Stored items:
----------
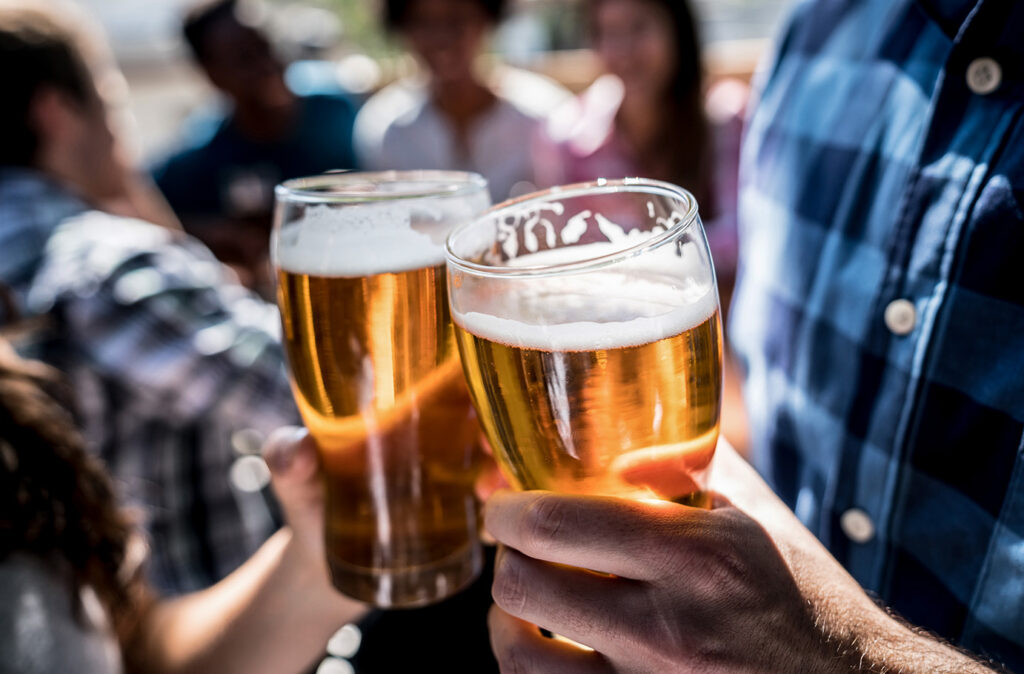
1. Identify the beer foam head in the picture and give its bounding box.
[273,202,451,277]
[453,243,718,351]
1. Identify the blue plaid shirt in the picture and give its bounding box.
[0,168,299,593]
[730,0,1024,670]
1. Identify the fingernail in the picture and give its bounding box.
[263,426,305,473]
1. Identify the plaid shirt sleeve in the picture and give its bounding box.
[730,0,1024,669]
[28,211,299,593]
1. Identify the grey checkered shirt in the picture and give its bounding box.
[0,168,299,593]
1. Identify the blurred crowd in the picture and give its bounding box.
[8,0,1024,674]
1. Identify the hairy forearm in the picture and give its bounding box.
[130,529,365,674]
[780,516,997,674]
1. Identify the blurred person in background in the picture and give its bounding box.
[153,0,355,297]
[0,0,299,593]
[0,338,364,674]
[355,0,568,202]
[486,0,1024,674]
[534,0,746,302]
[0,0,497,674]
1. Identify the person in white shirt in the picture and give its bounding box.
[354,0,569,202]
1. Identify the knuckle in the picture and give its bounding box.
[490,553,527,617]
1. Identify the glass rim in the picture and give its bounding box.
[444,178,698,278]
[273,170,487,204]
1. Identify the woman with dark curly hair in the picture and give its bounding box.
[0,339,361,674]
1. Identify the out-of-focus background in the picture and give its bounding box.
[77,0,788,163]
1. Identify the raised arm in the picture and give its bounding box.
[486,445,992,673]
[129,428,366,674]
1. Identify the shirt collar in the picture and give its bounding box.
[0,166,90,283]
[918,0,981,40]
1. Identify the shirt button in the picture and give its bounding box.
[839,508,874,543]
[967,56,1002,95]
[327,623,362,658]
[885,299,918,335]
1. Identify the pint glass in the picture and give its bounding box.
[447,179,722,507]
[271,171,489,607]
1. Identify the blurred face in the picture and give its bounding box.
[593,0,677,100]
[203,18,291,108]
[401,0,489,83]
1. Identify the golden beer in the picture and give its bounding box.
[458,311,722,505]
[278,265,480,606]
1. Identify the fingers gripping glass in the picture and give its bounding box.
[446,179,722,506]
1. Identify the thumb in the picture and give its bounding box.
[263,426,324,546]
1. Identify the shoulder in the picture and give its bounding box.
[541,75,623,155]
[302,93,356,118]
[355,79,428,153]
[153,106,229,175]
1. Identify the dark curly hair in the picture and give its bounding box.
[589,0,719,217]
[383,0,505,31]
[0,338,148,665]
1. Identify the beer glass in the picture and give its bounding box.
[446,178,722,507]
[271,171,489,607]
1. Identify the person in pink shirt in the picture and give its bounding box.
[534,0,746,298]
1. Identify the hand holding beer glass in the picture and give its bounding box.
[447,178,722,507]
[271,171,489,607]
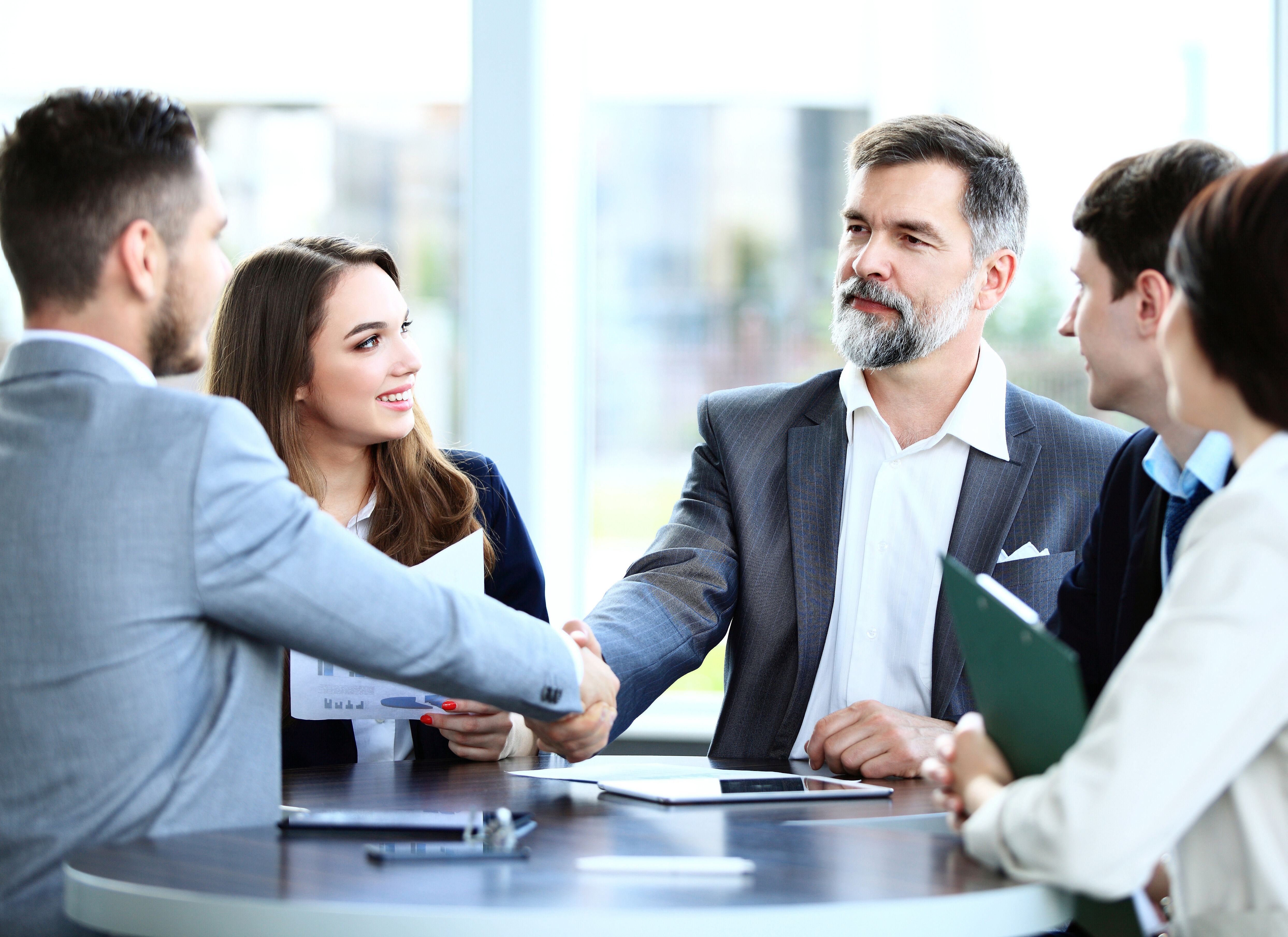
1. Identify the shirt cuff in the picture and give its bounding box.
[550,621,586,687]
[962,785,1011,869]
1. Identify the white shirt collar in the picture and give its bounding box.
[1141,430,1233,499]
[18,329,157,387]
[344,491,376,540]
[841,339,1011,462]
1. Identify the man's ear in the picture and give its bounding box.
[1136,269,1172,339]
[975,248,1020,309]
[116,218,168,303]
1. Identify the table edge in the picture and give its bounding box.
[63,862,1073,937]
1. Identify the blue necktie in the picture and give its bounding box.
[1163,482,1212,574]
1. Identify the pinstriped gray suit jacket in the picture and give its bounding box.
[586,371,1124,758]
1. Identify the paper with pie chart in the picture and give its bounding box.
[291,530,483,719]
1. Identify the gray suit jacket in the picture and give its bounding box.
[0,342,581,934]
[587,371,1124,758]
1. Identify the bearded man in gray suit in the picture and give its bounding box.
[0,91,617,934]
[586,116,1123,777]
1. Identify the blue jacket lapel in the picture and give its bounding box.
[932,383,1042,719]
[774,383,848,749]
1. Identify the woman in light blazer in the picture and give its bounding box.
[922,156,1288,937]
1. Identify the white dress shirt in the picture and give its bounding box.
[18,329,157,387]
[1141,430,1233,585]
[962,432,1288,937]
[791,342,1010,758]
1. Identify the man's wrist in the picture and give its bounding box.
[550,623,586,687]
[962,775,1005,813]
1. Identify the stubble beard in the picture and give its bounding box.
[148,265,206,378]
[832,271,975,371]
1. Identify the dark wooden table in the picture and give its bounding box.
[66,755,1072,937]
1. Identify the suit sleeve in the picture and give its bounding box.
[1047,436,1136,705]
[193,401,581,719]
[459,455,550,621]
[586,398,738,737]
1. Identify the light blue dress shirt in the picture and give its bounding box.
[1141,430,1234,585]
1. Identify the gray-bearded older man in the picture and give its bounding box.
[587,116,1123,777]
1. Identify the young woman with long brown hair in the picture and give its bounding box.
[207,237,549,768]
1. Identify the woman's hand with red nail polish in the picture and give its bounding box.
[421,700,536,762]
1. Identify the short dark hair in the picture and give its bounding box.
[1073,140,1243,299]
[0,89,198,314]
[848,113,1029,264]
[1167,155,1288,428]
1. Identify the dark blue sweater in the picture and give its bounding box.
[282,449,550,768]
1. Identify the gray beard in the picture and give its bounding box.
[832,271,975,371]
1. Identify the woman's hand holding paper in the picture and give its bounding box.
[921,713,1015,829]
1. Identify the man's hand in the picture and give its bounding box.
[525,642,621,762]
[805,700,953,777]
[921,713,1015,829]
[564,621,604,660]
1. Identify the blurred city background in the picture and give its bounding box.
[0,0,1282,745]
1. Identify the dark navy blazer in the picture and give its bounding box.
[282,449,550,768]
[1047,428,1167,706]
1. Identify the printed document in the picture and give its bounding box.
[510,755,796,784]
[291,530,483,719]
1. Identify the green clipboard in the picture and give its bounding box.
----------
Reproduce, unchanged and in order, the stretch of entries from the line containing "1. Identify the plaid" through the line containing "[354,0,569,202]", with both of those lines included.

Answer below:
1. Identify the plaid shirt sleeve in the picture and give its bounding box.
[730,0,1024,669]
[28,211,299,593]
1. Identify the grey checkered shirt in the picture and give its bounding box.
[0,168,299,593]
1. Identify the blurred crowd in the picture and give its bounding box.
[8,0,1024,674]
1. Identify the hairy forearm in the picture and give its bounding box.
[130,529,365,674]
[780,516,997,674]
1. Identify the blurred person in background in the picture and give its bounding box.
[153,0,355,297]
[0,0,299,593]
[0,338,364,674]
[355,0,568,202]
[486,0,1024,674]
[534,0,746,302]
[0,0,497,674]
1. Identify the person in white shirt in the picture and give its bounding box.
[354,0,569,202]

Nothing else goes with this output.